## What the task requires
Please return every line of the records below that contains the word "bridge".

►

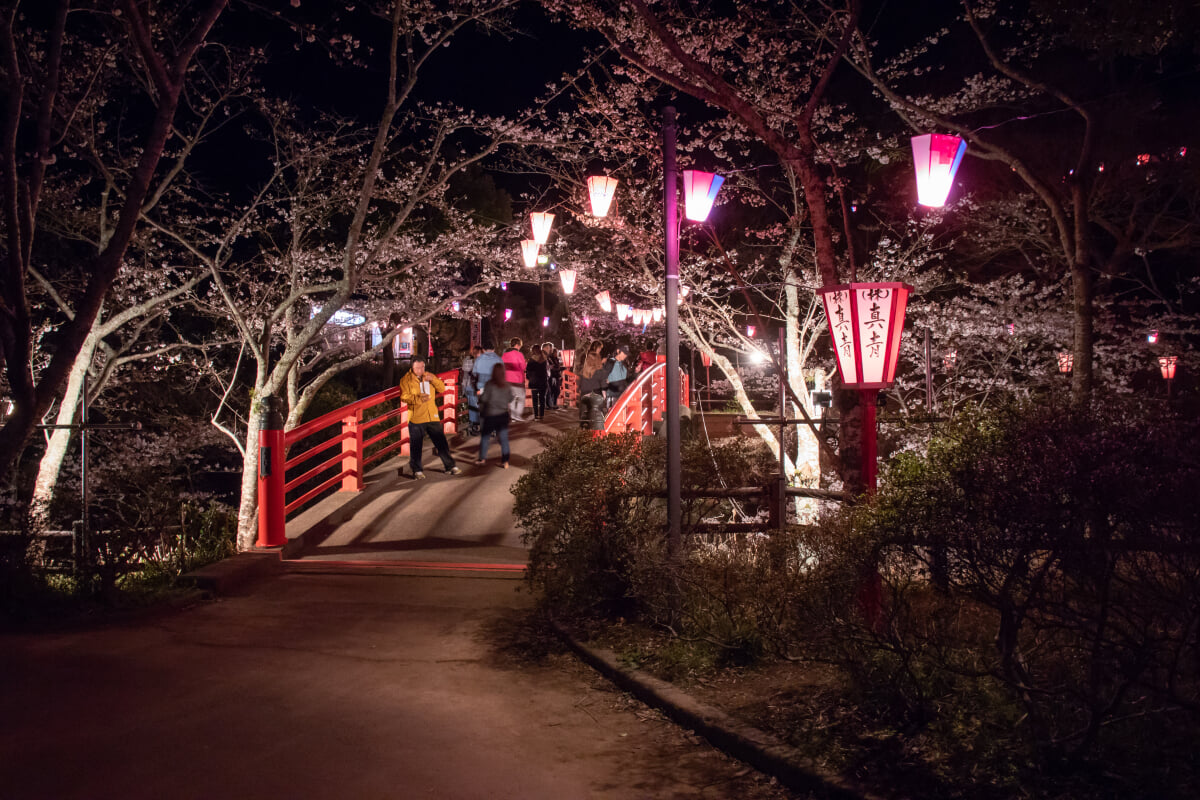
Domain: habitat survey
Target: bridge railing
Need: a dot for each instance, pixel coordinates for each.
(364, 432)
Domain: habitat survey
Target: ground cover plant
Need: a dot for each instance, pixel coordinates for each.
(1038, 633)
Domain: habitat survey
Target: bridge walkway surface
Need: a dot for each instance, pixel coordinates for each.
(455, 522)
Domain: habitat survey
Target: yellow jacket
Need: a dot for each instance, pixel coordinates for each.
(411, 394)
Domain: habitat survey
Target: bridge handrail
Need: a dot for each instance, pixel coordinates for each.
(353, 457)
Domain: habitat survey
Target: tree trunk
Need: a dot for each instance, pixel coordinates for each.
(60, 438)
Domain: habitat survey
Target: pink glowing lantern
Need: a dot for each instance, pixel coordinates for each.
(601, 190)
(540, 222)
(568, 278)
(529, 252)
(865, 323)
(936, 158)
(699, 193)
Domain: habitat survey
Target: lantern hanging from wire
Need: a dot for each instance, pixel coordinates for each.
(529, 252)
(601, 190)
(699, 193)
(568, 278)
(936, 158)
(540, 222)
(865, 323)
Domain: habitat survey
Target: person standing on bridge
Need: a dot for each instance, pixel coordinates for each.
(493, 407)
(418, 390)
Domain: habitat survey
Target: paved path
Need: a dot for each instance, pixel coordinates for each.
(466, 518)
(333, 686)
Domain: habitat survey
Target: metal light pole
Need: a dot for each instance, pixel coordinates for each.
(671, 226)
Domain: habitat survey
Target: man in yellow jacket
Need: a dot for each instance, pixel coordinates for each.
(418, 390)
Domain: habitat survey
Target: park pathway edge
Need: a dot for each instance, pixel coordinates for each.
(745, 743)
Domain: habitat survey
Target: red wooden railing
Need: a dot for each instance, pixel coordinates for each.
(645, 402)
(361, 441)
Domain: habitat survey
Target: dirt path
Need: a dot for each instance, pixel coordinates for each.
(333, 686)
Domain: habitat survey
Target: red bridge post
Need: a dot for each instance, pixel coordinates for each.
(270, 473)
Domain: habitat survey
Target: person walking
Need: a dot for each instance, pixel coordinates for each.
(493, 405)
(418, 390)
(538, 377)
(555, 367)
(514, 365)
(468, 389)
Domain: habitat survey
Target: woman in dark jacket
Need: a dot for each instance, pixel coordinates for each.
(538, 377)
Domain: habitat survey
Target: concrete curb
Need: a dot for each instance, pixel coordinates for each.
(234, 572)
(748, 744)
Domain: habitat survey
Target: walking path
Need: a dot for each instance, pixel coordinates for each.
(333, 686)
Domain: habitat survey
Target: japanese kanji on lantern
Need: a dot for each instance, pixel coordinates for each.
(865, 323)
(936, 158)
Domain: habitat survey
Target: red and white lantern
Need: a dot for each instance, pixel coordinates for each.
(601, 190)
(699, 193)
(936, 158)
(568, 278)
(540, 222)
(529, 252)
(865, 323)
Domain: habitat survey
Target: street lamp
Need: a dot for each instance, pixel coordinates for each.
(865, 324)
(700, 192)
(1167, 365)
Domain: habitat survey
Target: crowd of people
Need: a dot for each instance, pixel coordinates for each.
(495, 386)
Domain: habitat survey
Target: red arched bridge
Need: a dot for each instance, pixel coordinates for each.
(330, 489)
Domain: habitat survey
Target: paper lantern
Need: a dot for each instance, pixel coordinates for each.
(540, 222)
(568, 278)
(699, 193)
(601, 190)
(936, 157)
(865, 323)
(529, 252)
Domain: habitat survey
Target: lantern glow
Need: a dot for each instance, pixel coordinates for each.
(568, 278)
(601, 190)
(936, 158)
(865, 323)
(699, 193)
(529, 252)
(540, 222)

◄

## Solution to the problem
Target: bridge railing
Target: bridge walkway surface
Target: bridge handrail
Target: person standing on bridge
Target: red bridge post
Target: red arched bridge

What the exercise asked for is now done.